The response should consist of every record, reproduced exactly.

=== Available data ===
[Start of section]
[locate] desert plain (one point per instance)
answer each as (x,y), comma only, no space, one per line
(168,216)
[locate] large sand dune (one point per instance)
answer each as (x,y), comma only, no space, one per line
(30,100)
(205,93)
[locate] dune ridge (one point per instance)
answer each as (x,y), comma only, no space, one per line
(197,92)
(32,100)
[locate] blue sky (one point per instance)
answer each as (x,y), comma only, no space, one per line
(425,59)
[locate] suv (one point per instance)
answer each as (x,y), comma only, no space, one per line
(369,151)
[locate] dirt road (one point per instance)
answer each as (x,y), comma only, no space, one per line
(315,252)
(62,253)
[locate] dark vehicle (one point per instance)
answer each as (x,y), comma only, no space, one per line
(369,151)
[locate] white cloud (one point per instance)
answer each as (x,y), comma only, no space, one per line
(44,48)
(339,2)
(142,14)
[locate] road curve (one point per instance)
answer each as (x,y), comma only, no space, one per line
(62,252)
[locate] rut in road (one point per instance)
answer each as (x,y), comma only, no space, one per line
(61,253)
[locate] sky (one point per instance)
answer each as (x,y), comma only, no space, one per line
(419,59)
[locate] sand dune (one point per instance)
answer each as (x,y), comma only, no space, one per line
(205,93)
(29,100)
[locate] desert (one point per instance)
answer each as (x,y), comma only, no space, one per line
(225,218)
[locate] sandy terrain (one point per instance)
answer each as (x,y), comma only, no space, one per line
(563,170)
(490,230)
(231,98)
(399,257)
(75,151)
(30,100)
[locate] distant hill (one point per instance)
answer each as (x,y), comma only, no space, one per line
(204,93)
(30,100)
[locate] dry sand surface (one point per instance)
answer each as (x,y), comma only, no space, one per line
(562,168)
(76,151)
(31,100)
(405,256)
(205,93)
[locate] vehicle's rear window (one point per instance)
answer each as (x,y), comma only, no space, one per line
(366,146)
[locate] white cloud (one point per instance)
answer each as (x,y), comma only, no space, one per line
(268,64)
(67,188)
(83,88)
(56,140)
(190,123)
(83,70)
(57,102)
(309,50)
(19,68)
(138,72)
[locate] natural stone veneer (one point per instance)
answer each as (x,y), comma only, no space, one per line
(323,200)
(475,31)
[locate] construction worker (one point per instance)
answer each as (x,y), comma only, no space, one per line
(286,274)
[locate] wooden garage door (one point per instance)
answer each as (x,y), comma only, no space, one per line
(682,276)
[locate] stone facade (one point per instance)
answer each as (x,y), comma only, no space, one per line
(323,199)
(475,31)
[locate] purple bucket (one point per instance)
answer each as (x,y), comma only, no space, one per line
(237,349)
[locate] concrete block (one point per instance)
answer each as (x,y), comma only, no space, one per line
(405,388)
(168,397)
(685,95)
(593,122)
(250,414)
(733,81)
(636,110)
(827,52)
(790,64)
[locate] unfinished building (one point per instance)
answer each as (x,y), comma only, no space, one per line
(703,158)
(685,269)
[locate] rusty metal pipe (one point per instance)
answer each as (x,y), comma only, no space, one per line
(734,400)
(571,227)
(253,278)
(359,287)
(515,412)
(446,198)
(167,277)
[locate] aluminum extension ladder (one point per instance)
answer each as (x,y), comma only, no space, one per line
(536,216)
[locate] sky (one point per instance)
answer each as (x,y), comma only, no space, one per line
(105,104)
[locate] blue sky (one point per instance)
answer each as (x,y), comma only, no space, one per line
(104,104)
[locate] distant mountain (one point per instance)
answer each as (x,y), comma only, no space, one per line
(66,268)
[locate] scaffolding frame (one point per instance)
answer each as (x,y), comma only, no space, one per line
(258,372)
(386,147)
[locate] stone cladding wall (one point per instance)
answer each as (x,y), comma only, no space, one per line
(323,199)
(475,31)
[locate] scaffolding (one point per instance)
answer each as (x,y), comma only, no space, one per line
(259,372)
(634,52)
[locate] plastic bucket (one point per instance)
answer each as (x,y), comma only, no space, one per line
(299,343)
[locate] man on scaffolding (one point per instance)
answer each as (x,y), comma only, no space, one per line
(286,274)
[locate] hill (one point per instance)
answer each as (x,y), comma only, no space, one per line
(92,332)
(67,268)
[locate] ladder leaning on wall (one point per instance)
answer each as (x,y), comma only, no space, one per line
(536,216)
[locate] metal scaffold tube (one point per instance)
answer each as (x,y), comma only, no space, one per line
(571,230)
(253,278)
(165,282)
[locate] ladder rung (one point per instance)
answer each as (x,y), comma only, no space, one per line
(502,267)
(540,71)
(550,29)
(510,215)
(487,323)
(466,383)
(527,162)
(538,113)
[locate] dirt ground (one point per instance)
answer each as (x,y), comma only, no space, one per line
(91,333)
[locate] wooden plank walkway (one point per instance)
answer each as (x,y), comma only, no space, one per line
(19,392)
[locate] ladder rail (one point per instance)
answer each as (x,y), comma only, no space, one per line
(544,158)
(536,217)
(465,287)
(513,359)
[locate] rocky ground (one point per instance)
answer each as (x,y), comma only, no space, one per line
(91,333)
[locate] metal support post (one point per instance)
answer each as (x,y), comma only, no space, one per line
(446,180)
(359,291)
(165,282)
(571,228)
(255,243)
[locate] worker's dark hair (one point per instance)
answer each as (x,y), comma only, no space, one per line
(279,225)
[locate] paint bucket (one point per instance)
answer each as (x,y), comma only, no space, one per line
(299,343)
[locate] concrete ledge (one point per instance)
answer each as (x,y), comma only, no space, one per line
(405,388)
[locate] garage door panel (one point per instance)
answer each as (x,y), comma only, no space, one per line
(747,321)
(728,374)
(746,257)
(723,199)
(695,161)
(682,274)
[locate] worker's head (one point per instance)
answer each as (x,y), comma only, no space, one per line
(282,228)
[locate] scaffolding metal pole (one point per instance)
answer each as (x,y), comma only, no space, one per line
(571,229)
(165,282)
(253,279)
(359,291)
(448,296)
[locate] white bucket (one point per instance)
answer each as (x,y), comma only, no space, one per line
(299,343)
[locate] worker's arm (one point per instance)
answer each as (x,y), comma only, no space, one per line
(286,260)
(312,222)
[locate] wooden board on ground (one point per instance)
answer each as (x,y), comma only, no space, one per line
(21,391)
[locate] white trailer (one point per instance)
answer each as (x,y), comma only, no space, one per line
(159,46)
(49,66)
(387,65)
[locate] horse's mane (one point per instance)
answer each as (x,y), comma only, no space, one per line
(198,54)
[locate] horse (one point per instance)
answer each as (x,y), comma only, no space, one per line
[End of section]
=== Answer space ===
[locate] desert plain (one point per instance)
answer each as (x,y), comma only, no space, one per line
(168,216)
[locate] large sand dune (one point per instance)
answer each as (x,y), comma only, no space, one per line
(30,100)
(205,93)
[locate] dune ridge (one point per instance)
answer each as (x,y), comma only, no space, one per line
(197,92)
(32,100)
[locate] blue sky (one point per instance)
answer each as (x,y), comma only, no space, one per line
(425,59)
[locate] suv (one point per instance)
answer each as (x,y), comma only, no space, one per line
(369,151)
[locate] dirt road (one point per instance)
answer each as (x,y), comma only, no space, one per line
(315,252)
(62,253)
[locate] dark vehicle (one point per instance)
answer each as (x,y), comma only, no space, one per line
(369,151)
[locate] white cloud (one point per instance)
answer each as (x,y), comma only, no space, one per line
(44,48)
(339,2)
(142,14)
[locate] road curve (one point per instance)
answer each as (x,y), comma only, no space, one per line
(62,252)
[locate] rut in road (one point per instance)
answer each as (x,y), comma only, no space, one per line
(61,253)
[locate] sky (one point per instance)
answer each as (x,y), comma only, no space, one per line
(419,59)
[locate] sand dune (one point per instance)
answer each as (x,y), comma only, no space, one per line
(205,93)
(29,100)
[locate] desert (one point per instance)
answer each as (x,y), comma only, no space, one per line
(225,218)
[locate] sandy terrain (one point per instance)
answer each as (x,y), comma only, no space, one per line
(563,170)
(490,230)
(231,98)
(399,257)
(75,151)
(30,100)
[locate] distant hill (one point per instance)
answer each as (x,y), comma only, no space, one per line
(204,93)
(30,100)
[locate] dry sand surface (one point per instance)
answer each as (x,y), comma only, no space, one per line
(562,168)
(76,151)
(31,100)
(405,256)
(205,93)
[locate] vehicle's rear window (one point per instance)
answer each as (x,y), comma only, no space, one per line
(366,146)
[locate] white cloud (one point per instance)
answer each as (x,y), comma only, no space, one per line
(268,64)
(67,188)
(83,88)
(56,140)
(190,123)
(83,70)
(57,102)
(309,50)
(19,68)
(138,72)
[locate] natural stone veneer (one point per instance)
answer each as (x,y), comma only, no space, one per line
(323,200)
(475,31)
[locate] construction worker (one point per instance)
answer each as (x,y), comma only, no space, one per line
(286,274)
[locate] wooden garage door (one point per instance)
answer each as (x,y), comma only, no space, one per line
(682,276)
[locate] stone facade (one point per instance)
answer each as (x,y), comma only, no space, one per line
(323,199)
(475,31)
[locate] purple bucket (one point per instance)
answer each as (x,y), comma only, no space, one per line
(237,349)
[locate] concrete block (one point per instance)
answer each as (x,y), comma only, no space, one per line
(405,388)
(168,397)
(685,95)
(593,122)
(250,414)
(733,81)
(636,110)
(827,52)
(790,64)
[locate] unfinished building (one point per instance)
answer each as (x,y), comma only, no space, one per line
(703,158)
(685,269)
[locate] rusty metal pipe (one point per instance)
answer each as (x,y), comma only, no space, one per line
(734,400)
(571,227)
(253,278)
(359,287)
(515,412)
(446,198)
(167,277)
[locate] aluminum extension ladder (one point per instance)
answer each as (x,y), comma only, no space, one per line
(536,216)
[locate] sky (one point per instance)
answer each as (x,y), comma only, no space, one per line
(105,104)
[locate] blue sky (one point per instance)
answer each as (x,y), comma only, no space, one per line
(104,104)
[locate] distant mountain (one point per instance)
answer each as (x,y), comma only, no space, one per line
(66,268)
[locate] scaffolding frame (one point per instance)
answer each as (x,y), comma only, no space, one per line
(258,372)
(386,147)
[locate] stone cladding wall (one point per instance)
answer each as (x,y), comma only, no space, one per line
(323,199)
(475,31)
[locate] scaffolding (one point per instance)
answer each as (x,y), comma only, no space, one per line
(259,372)
(634,52)
[locate] plastic bucket (one point per instance)
answer each as (x,y), comma only, no space, one per line
(299,343)
[locate] man on scaffolding (one point per instance)
answer each as (x,y), comma only, no space, one per line
(286,274)
[locate] hill (one point per instance)
answer each as (x,y), comma only, no space, one per line
(92,332)
(67,268)
[locate] ladder leaning on wall (one point per instance)
answer each as (x,y), comma only, no space, one per line
(536,216)
[locate] metal scaffold tube (one point per instance)
answer each as (x,y), comma only, no space, one per line
(571,230)
(253,278)
(165,282)
[locate] ladder rung (one point per instance)
answer each as (x,y), comma only, no space, one per line
(502,267)
(540,71)
(550,29)
(510,215)
(487,323)
(466,383)
(527,162)
(538,113)
[locate] dirt ground (one point per instance)
answer each as (x,y), comma only, no space, one per line
(91,333)
[locate] wooden plank walkway (one point per instance)
answer each as (x,y), comma only, no space, one per line
(19,392)
[locate] ladder rail (one point per instance)
answer each as (x,y), comma only, no space, one per line
(544,158)
(536,217)
(465,287)
(513,359)
[locate] rocky ground (one point per instance)
answer each as (x,y), comma only, no space, one per line
(91,333)
[locate] metal support post (one point per instance)
answer each as (x,y), comma only, no space, one per line
(446,180)
(359,291)
(165,282)
(571,228)
(255,243)
[locate] worker's dark hair (one point per instance)
answer each as (x,y), comma only, no space, one per line
(279,225)
[locate] paint bucket (one point per instance)
answer each as (x,y), comma only, no space, one per line
(299,343)
[locate] concrete ledge (one point per instance)
answer each as (x,y), comma only, no space, one per line
(405,388)
[locate] garage door panel (one point per instance)
answer each as (x,y), comma only, no space, one per line
(747,321)
(728,374)
(746,257)
(723,199)
(695,161)
(682,274)
[locate] worker's head (one point per instance)
answer each as (x,y), comma only, no space, one per line
(282,228)
[locate] scaffolding metal pole (one point per instance)
answer each as (x,y), comma only, no space, one per line
(571,229)
(165,282)
(253,279)
(359,291)
(448,296)
[locate] white bucket (one point per instance)
answer each as (x,y), comma only, no space, one per line
(299,343)
[locate] worker's arm (one point per instance)
answer each as (x,y), comma only, no space, one per line
(286,260)
(312,222)
[locate] wooden board on ground (one point per instance)
answer each as (x,y), comma only, no space, one per line
(21,391)
[locate] white trailer (one point per instance)
answer each as (x,y), comma only, no space, one per line
(159,46)
(49,66)
(387,65)
[locate] horse's mane (one point per instance)
answer each as (x,y), comma only, no space, one per line
(198,54)
[locate] horse (one point per instance)
answer each as (x,y), comma only, no space, one per line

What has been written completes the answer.